*** Opening of Information supplied ***

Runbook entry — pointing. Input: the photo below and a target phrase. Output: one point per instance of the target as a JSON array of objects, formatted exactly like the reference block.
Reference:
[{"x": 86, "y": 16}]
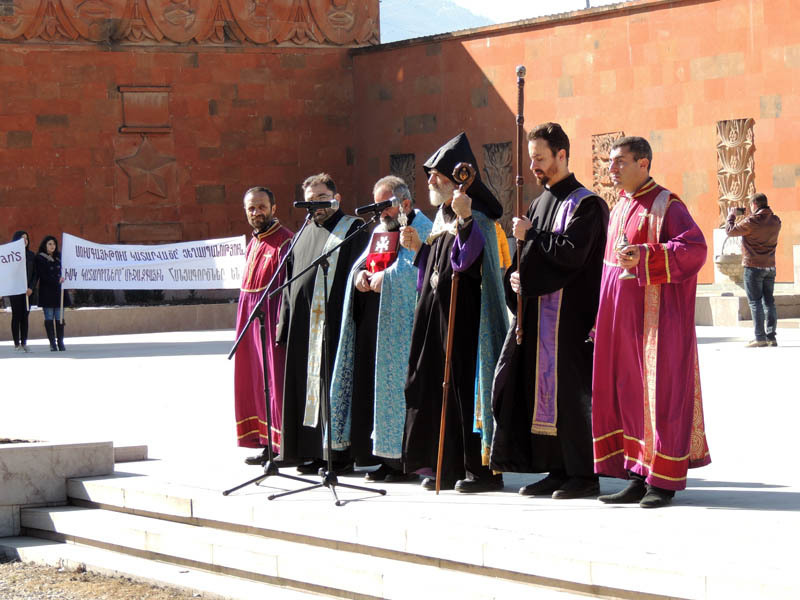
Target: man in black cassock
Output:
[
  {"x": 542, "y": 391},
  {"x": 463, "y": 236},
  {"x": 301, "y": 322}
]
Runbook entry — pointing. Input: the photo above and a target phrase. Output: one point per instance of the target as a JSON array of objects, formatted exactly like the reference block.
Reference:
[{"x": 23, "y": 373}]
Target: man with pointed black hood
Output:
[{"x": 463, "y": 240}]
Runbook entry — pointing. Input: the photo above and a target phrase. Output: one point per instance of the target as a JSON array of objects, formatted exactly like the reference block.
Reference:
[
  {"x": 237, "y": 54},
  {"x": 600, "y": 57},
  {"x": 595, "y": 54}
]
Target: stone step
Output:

*** Close of Information supplied ***
*** Opening of Information supplied ***

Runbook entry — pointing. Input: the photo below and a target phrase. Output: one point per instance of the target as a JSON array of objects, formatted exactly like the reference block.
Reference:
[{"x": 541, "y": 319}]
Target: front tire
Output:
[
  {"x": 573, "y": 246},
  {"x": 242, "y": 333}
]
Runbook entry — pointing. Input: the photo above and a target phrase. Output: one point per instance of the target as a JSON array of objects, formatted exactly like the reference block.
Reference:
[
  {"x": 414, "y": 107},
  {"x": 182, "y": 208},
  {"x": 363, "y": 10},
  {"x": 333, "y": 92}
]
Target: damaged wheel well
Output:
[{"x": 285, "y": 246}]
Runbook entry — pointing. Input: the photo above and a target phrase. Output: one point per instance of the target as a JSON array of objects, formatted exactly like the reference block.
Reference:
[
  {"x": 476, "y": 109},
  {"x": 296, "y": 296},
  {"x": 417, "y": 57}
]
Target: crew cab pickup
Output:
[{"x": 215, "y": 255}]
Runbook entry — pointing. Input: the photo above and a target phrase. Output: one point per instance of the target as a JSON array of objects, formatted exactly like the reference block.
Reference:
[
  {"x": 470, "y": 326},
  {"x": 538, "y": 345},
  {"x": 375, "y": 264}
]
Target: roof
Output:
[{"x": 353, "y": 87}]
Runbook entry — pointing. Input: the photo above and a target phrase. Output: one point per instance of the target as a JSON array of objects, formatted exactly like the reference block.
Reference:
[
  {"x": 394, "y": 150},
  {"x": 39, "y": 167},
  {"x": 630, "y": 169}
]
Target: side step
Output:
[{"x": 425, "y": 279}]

*** Close of Information supplied ***

• **Exercise aim**:
Write out each line above containing "black".

• **Response to the exercise**:
Target: man in black cassock
Target: man with pointed black hood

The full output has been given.